EXERCISE PROMPT:
Provide an exact transcription of all the records.

(Dataset excerpt)
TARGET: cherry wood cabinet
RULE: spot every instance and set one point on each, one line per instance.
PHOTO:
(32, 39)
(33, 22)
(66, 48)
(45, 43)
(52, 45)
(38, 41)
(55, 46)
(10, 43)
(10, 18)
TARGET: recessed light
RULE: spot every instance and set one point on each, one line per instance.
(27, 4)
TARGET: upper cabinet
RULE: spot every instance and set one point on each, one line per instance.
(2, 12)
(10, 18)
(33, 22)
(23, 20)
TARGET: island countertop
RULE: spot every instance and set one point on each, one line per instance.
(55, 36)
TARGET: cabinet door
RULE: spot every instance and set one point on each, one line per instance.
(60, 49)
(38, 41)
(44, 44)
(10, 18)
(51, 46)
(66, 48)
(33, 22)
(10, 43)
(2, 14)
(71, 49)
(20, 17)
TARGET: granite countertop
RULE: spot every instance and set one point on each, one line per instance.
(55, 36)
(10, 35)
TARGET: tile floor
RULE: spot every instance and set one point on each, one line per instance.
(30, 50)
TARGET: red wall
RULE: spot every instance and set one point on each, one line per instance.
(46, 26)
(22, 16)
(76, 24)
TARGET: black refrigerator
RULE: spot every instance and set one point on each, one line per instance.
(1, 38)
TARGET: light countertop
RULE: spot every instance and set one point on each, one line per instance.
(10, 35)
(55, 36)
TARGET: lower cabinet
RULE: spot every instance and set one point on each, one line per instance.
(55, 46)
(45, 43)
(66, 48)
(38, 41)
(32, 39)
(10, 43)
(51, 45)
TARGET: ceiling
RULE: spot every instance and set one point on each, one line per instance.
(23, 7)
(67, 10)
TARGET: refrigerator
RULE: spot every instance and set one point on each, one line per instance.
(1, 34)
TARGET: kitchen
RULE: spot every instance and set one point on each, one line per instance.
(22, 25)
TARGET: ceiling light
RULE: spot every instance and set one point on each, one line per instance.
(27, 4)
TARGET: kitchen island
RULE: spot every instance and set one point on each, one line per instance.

RESULT OF THE EXERCISE:
TARGET: cherry wood cabinet
RULE: spot every instance and set one point on each, one line per instance.
PHOTO:
(32, 39)
(33, 22)
(66, 48)
(45, 43)
(52, 45)
(38, 41)
(55, 46)
(10, 43)
(10, 18)
TARGET: recessed light
RULE: spot every instance and set one point on each, one line per instance.
(27, 4)
TARGET: upper cabinet
RULE: spot every instance and set one point on each, one line per instance.
(2, 12)
(10, 18)
(33, 22)
(23, 20)
TARGET: island countertop
RULE: spot every instance and set one point on each, one line per instance.
(55, 36)
TARGET: cabinet door
RULE: spot every instance and set one point on each, one line per instance.
(60, 49)
(38, 41)
(44, 44)
(10, 18)
(51, 46)
(66, 48)
(33, 22)
(10, 43)
(2, 14)
(71, 49)
(20, 17)
TARGET: granite countertop
RULE: spot every instance and set one point on each, one line per instance.
(55, 36)
(10, 35)
TARGET: tile floor
RULE: spot every instance and set one point on each, one line per instance.
(30, 50)
TARGET: red wall
RULE: spot every instance and set one point on each, one line per instance.
(46, 26)
(22, 16)
(76, 24)
TARGET: black refrigerator
RULE: spot every instance and set one point on each, one line per instance.
(1, 38)
TARGET: light countertop
RULE: spot every instance and set one point on each, one line per instance.
(10, 35)
(55, 36)
TARGET: lower cabinet
RULE: spot every instance and set one point on each, one line per instance.
(55, 46)
(45, 43)
(66, 48)
(38, 41)
(32, 39)
(10, 43)
(51, 45)
TARGET: ceiling
RULE: spot every instance and set one point on each, one line per instance.
(23, 7)
(67, 10)
TARGET: refrigerator
RULE: spot every instance and set one point on each, one line per instance.
(1, 34)
TARGET: kitchen
RULE: spot every instance and set one point on each, one line per instance.
(22, 25)
TARGET: ceiling light
RULE: spot every instance and set one point on each, one line per instance.
(27, 4)
TARGET: kitchen island
RULE: spot every instance and set one point on each, one line per instance.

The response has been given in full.